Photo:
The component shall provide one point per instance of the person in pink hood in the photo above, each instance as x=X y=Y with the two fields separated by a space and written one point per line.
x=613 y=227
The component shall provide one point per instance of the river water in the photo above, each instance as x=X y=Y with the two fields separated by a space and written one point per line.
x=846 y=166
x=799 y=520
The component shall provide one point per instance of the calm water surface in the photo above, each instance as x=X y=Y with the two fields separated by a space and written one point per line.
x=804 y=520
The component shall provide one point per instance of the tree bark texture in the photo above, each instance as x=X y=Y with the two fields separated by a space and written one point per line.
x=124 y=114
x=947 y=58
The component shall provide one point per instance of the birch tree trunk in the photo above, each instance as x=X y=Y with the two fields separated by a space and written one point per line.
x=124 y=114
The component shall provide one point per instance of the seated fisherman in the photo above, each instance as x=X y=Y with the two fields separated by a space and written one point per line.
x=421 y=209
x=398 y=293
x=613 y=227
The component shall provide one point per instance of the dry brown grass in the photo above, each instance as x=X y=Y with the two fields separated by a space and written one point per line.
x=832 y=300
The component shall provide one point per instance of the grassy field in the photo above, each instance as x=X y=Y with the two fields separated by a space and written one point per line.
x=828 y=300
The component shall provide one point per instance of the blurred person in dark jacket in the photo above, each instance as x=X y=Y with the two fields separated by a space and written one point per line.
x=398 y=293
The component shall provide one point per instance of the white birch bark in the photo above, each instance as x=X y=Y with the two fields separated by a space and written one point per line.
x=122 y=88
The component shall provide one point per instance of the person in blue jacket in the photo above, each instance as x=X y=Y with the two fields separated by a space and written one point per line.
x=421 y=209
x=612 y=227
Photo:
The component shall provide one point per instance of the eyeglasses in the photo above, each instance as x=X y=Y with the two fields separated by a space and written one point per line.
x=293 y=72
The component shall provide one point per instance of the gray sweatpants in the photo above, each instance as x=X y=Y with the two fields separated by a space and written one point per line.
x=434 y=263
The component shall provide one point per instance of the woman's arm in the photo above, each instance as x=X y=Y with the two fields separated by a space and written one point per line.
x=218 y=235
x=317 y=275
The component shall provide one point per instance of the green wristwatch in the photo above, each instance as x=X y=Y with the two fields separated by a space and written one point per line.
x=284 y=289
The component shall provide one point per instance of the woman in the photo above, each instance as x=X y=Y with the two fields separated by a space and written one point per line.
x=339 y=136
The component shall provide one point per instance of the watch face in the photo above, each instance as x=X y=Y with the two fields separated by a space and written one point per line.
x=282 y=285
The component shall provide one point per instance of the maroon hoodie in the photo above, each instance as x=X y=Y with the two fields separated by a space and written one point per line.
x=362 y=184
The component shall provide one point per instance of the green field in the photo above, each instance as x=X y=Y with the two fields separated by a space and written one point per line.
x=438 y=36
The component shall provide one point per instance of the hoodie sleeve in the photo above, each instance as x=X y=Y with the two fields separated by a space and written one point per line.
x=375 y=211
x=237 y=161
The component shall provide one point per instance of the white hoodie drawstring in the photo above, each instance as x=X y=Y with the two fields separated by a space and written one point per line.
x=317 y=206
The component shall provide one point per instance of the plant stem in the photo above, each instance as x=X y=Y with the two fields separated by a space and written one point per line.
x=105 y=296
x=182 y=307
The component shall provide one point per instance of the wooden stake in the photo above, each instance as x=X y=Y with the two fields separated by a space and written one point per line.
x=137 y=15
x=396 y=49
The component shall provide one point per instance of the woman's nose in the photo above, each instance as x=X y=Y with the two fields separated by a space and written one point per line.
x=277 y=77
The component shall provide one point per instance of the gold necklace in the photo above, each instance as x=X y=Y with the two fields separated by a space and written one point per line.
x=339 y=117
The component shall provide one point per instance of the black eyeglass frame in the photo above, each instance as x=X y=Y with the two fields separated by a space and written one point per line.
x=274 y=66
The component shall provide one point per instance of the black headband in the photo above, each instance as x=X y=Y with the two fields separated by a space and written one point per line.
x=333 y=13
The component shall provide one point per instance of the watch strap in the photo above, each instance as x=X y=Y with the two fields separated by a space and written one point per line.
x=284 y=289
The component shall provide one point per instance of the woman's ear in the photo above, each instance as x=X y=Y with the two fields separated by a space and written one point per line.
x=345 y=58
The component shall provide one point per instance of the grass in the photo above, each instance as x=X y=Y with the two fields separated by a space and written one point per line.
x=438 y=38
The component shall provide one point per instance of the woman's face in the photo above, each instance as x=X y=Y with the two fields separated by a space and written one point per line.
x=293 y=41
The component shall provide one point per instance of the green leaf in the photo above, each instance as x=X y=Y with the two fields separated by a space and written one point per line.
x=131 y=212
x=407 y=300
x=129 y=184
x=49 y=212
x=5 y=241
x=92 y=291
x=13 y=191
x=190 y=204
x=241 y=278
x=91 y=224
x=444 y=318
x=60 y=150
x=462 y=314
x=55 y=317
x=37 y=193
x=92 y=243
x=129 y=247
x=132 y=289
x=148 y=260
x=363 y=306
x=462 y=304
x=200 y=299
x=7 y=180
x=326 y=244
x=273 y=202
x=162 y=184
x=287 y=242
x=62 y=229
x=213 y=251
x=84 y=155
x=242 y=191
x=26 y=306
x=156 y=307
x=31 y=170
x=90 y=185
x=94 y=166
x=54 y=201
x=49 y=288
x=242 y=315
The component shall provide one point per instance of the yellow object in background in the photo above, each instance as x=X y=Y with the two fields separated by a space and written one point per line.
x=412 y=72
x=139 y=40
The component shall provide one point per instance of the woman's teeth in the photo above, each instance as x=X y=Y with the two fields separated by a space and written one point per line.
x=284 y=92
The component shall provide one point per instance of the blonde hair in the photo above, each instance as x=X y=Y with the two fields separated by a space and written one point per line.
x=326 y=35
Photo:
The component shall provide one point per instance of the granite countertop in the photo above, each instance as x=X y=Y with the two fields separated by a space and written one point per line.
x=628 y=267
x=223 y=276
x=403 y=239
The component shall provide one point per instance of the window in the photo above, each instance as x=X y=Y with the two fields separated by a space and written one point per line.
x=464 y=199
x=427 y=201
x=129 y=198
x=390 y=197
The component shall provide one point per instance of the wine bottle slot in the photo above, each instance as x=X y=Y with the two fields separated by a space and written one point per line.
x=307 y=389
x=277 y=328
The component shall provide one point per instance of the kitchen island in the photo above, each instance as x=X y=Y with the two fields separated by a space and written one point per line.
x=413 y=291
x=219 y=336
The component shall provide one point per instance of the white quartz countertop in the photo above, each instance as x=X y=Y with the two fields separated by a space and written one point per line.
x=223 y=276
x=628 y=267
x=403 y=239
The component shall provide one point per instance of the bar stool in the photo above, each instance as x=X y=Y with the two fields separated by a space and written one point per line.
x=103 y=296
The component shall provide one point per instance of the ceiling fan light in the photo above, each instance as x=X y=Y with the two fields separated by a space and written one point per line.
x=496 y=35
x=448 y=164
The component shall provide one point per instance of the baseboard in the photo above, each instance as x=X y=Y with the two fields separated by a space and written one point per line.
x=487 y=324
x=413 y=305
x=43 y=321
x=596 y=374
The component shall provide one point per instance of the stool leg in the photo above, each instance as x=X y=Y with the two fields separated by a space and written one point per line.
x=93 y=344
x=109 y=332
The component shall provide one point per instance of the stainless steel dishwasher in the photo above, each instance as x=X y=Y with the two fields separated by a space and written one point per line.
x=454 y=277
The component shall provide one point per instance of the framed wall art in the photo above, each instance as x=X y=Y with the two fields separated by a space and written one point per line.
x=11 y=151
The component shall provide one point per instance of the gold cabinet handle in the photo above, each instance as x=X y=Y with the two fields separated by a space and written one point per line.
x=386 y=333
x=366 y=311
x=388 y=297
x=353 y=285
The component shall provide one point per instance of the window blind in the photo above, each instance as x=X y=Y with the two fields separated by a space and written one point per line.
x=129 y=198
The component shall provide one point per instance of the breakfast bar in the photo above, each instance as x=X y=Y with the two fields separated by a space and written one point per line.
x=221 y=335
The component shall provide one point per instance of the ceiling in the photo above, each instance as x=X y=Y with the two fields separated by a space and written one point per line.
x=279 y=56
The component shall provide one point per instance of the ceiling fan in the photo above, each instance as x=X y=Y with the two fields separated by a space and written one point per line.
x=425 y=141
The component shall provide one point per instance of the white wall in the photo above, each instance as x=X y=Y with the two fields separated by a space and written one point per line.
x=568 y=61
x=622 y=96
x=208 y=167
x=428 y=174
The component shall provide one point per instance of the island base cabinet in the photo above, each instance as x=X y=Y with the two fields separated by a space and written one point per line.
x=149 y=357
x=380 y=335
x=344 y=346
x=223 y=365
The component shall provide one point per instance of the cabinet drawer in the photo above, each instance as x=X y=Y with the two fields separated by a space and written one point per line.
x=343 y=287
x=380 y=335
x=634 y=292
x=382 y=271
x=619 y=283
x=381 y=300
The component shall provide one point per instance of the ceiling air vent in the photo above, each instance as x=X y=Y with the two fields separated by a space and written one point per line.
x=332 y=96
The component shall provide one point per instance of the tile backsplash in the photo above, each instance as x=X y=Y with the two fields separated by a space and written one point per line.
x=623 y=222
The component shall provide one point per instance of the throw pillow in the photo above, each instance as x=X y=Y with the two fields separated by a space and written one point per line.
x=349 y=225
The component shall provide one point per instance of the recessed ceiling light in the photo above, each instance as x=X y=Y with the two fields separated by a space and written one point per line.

····················

Up to and including the last line of the records above, print exactly every line from the one that contains "The component shall provide one point per instance of the throw" onward.

**Exercise solution**
The component shall provide one point per instance of the throw pillow in the photo above, each instance as x=X y=Y with the two fields separated by a space and written one point per line.
x=349 y=225
The component shall provide one point per instance of the recessed ceiling light in the photo above, each instance as x=X y=Y with the two fields separated by a space and written one point per line.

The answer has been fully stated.